WORK ORDER 1 => In the Aramco pricing article, what did the Dubai futures spread average in September?
WORK ORDER 2 => Duplicate everything in the Aramco pricing article from "While the cut" down to "Asia, traders said.".
WORK ORDER 3 => Pick up the Aramco pricing article after its final sentence and keep writing.

PAGE EXCERPT =>
Start of Block
Tuesday, October 26, 2021

Saudi Aramco likely to cut Nov OSPs amid softer demand cues, rising crude

Saudi Aramco and other Middle East producers are expected to cut official selling prices, or OSPs, for crude loading in November on weak demand-supply fundamentals that led to a sharp correction in benchmark Platts Dubai differentials in September, traders told S&P Global Platts.

This month, a further reduction in prices of 30-50 cents/b across all crude grades could bolster buying interest among refiners in the region, market sources said.
Dubai futures spread — understood to be a key element in OSP calculations — averaged $1.42/b in September, sliding 80 cents from an average of $2.22/b in August, the data showed.

“I guess a 30-50 cent cut [expected]. Seems like OSPs haven’t corrected enough,” a trader in Singapore said.

“[For] Arab Extra Light, I feel 50 cents/b cut. For Lights, you always [see] Murban, but that has dropped. They [Aramco] price AXL and Murban closer,” a trader with a South Asian refinery said.

In September, Saudi Aramco slashed prices for its October-loading Asia-bound crude prices by $1-$1.30/b, far exceeding the month-on-month drop in the Dubai cash/paper spread which was down 13 cents/b in September from August, according to Platts data.

While the cut in OSPs left market participants pleasantly surprised, calls for a reduction were increasingly gaining ground as expensive crude prices and dismal buying appetite plagued buyers in Asia, traders said.

“Generally you see OSPs from March, Saudi didn’t follow [Dubai futures spread] formula always. I think last month [September] cut was compensation for previous months,” a trader with a North Asian refinery said.

Meanwhile, soaring gas and coal prices before the winter season may revive demand for some medium and heavy crude grades which saw lackluster demand in September, the trader with the South Asian refinery said.

“Gas is expensive, they may go for oil heating. Heavier drop will be lesser maybe 30-40 cents/b [or] maybe even 30-25 cents/b,” the same trader said.

380cst fuel oil cracks averaged at minus $5.22/b in September compared to minus $6.10/b in September while 180cst fuel oil cracks averaged minus $3.05/b in September compared to minus $4.59/b the previous month, data showed.
End of Block
INFORMATION SUPPLIED =>
Start of Block
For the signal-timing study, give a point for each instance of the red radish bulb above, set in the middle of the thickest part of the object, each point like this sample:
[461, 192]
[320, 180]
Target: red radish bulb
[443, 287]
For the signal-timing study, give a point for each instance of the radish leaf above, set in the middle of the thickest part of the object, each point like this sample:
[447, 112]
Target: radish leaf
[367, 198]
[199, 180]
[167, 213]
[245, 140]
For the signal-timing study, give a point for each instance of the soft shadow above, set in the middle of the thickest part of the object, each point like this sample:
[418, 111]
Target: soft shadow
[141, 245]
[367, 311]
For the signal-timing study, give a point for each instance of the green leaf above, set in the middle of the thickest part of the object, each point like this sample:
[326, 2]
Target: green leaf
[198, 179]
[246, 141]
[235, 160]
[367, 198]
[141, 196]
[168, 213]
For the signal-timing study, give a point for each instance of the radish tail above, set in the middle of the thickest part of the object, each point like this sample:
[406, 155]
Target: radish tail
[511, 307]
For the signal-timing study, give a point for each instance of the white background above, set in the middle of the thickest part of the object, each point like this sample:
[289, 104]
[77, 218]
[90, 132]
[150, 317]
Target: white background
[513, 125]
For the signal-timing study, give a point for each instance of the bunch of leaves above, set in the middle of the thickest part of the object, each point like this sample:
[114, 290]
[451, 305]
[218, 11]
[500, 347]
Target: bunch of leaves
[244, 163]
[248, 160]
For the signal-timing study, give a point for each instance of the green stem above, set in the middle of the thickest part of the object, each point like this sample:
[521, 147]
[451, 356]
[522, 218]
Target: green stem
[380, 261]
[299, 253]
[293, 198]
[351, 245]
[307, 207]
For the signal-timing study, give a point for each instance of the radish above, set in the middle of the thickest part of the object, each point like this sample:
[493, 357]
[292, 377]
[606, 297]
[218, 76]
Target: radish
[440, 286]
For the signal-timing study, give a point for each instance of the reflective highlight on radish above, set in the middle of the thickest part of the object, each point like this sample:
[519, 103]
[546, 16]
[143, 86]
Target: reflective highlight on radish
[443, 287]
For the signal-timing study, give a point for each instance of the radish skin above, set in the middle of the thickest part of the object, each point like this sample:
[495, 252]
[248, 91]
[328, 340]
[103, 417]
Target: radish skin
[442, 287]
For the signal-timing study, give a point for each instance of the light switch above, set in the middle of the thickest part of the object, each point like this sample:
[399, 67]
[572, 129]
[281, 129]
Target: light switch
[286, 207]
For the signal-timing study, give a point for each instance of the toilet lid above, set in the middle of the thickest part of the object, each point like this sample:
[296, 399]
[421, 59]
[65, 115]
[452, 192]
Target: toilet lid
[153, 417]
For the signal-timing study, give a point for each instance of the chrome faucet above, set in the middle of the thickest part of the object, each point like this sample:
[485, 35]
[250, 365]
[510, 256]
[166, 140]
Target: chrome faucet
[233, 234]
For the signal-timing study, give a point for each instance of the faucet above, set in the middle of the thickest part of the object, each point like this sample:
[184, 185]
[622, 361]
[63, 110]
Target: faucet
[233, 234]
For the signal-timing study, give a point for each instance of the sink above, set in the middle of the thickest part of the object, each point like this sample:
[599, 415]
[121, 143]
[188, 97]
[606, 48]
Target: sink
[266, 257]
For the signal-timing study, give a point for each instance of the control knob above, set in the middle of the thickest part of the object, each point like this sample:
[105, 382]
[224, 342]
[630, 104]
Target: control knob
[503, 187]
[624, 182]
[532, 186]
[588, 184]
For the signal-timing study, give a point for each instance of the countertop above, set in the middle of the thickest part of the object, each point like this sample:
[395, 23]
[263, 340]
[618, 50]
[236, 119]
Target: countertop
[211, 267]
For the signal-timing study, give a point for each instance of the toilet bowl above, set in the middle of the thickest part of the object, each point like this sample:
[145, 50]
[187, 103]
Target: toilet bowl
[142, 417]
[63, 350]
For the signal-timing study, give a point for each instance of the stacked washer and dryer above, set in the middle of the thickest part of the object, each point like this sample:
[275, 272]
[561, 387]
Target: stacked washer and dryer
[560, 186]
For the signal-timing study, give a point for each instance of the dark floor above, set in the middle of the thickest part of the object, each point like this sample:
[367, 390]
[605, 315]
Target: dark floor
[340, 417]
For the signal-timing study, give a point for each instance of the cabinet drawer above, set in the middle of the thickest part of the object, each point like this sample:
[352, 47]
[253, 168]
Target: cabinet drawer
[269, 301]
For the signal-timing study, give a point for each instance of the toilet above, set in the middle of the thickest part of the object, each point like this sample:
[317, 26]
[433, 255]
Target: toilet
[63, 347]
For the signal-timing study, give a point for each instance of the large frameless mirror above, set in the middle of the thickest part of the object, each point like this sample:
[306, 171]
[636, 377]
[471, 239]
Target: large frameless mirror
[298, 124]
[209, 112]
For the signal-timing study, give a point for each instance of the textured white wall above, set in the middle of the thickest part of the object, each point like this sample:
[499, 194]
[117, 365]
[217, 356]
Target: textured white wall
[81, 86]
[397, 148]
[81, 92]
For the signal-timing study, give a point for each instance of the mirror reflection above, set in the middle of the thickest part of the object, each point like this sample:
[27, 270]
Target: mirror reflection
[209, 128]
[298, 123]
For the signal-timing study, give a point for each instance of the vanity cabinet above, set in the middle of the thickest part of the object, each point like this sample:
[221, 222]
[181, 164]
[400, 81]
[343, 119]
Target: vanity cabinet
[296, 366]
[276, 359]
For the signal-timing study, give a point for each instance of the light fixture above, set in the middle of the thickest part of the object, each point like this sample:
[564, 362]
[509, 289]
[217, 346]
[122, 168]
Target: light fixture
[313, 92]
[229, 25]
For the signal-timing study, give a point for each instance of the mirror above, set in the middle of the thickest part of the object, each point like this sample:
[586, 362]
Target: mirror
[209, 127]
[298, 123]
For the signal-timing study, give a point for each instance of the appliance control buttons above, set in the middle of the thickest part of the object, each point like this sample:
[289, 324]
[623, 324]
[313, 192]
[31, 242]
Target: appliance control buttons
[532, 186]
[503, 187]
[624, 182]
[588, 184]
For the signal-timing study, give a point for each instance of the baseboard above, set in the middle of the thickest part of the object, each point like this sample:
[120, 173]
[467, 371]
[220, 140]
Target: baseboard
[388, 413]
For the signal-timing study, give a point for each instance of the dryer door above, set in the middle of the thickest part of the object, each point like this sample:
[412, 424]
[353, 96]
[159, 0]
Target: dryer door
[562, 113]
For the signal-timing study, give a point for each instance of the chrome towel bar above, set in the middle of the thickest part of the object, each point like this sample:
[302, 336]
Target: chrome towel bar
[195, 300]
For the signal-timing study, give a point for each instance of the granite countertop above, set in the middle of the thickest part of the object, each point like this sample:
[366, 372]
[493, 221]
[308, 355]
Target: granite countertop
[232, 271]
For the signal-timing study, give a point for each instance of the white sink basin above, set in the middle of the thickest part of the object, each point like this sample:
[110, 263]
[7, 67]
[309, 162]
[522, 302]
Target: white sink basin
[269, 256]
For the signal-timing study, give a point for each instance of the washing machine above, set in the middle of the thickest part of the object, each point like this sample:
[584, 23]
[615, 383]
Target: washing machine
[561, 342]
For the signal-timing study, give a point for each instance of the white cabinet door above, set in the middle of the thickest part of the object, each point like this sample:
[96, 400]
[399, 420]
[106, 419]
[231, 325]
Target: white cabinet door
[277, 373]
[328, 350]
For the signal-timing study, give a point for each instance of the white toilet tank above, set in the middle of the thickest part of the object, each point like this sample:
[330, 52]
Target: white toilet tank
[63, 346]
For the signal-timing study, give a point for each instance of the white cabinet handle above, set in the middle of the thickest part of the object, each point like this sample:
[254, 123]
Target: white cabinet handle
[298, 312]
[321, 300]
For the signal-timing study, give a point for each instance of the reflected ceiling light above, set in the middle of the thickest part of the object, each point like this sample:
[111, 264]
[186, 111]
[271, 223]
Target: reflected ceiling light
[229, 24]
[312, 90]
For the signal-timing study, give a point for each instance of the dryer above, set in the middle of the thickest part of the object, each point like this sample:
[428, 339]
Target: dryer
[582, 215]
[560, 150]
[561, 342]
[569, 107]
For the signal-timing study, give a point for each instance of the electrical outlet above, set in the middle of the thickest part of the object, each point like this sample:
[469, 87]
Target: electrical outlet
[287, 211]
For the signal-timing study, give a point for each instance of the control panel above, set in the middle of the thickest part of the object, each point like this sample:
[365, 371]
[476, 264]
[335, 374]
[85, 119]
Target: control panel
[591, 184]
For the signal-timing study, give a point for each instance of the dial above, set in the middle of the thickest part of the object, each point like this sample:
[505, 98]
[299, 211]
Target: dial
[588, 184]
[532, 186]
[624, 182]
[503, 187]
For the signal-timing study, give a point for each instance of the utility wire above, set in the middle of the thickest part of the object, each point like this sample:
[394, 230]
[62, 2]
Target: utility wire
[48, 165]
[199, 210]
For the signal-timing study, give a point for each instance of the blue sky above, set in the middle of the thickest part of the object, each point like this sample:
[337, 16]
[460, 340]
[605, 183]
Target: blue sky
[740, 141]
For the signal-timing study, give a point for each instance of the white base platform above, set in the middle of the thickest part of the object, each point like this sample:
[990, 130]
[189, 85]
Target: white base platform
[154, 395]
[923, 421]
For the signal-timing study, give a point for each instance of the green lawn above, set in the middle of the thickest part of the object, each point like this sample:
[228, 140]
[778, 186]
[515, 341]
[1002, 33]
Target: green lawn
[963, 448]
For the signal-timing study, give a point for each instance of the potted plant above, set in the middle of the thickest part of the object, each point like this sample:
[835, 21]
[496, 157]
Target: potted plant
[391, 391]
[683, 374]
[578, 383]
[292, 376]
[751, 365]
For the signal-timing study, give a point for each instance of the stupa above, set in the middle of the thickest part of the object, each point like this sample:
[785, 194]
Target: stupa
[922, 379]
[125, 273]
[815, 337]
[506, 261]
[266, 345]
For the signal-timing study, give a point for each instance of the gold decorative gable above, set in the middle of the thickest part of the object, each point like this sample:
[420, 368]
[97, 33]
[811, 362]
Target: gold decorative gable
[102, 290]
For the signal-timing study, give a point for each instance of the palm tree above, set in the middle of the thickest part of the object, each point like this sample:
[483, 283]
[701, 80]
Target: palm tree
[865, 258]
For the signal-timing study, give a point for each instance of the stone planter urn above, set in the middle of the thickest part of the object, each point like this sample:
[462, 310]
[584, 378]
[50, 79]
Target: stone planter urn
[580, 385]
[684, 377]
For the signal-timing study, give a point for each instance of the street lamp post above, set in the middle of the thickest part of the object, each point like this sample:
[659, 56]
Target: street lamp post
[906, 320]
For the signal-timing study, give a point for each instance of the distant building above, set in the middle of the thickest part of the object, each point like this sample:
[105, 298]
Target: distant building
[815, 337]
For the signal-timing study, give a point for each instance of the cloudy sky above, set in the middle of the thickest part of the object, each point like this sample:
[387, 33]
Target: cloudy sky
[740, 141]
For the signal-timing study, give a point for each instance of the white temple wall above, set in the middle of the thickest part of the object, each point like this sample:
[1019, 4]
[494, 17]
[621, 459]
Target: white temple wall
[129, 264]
End of Block
ANSWER AREA 1 => $1.42/b

ANSWER AREA 2 =>
While the cut in OSPs left market participants pleasantly surprised, calls for a reduction were increasingly gaining ground as expensive crude prices and dismal buying appetite plagued buyers in Asia, traders said.

ANSWER AREA 3 =>
Demand cues in Asia continue to remain stable with focus largely on the key economies — China, Japan and India.

While China’s demand could grow amid expectations of more import quotas to independent refineries, Japanese buying could remain steady despite the onset of the winter season as well as an announcement for lifting of COVID-19 curbs next month.

“I believe China may pick up quickly with new quotas in China in Q4 and SEA [Southeast Asia] back to normal from COVID-19 lockdown,” a second trader in Singapore said.

Indian demand is expected to remain largely steady as well with the festive season around the corner, though a third wave of the COVID-19 pandemic could limit oil import appetite, sources said.

Spot buying activity in September was capped despite the sharp cut in OSPs by Middle East producers, traders said.

With most Asian refiners receiving full term supplies for October, any hopes of an uptick in spot buying was further nipped in the bud, the trader in Singapore said.

“Spot market may be supportive next month [so] some drop [in OSPs expected] for sure to incorporate spot demand. 30-40 cents/b [cut] for Lights [at least],” the trader with the North Asian refinery said.

Product refining cracks have weakened as well, another trader in Singapore said supporting a cut in the prices of lighter crude grades.

“Cracks are weak but maybe lighter grades will be more valuable going into Q4,” the third trader in Singapore said.

Second-month gasoline cracks averaged $8.75/b in September compared to $9.30/b in August, according to Platts data.

Differentials for ADNOC’s lighter grades Umm Lulu and Das Blend could see little change to the Murban OSP, according to traders.

Upper Zakum’s spread to Murban could widen next month to around $1/b compared to 60 cents/b this month, a trader with a European oil major said.

“It’s [the] very tricky part. The spread has really widened the last few days,” the trader said.

In September, the spread between Murban and Upper Zakum averaged around 73 cents/b, more than twice from the 36 cents/b spread in August, Platts data showed.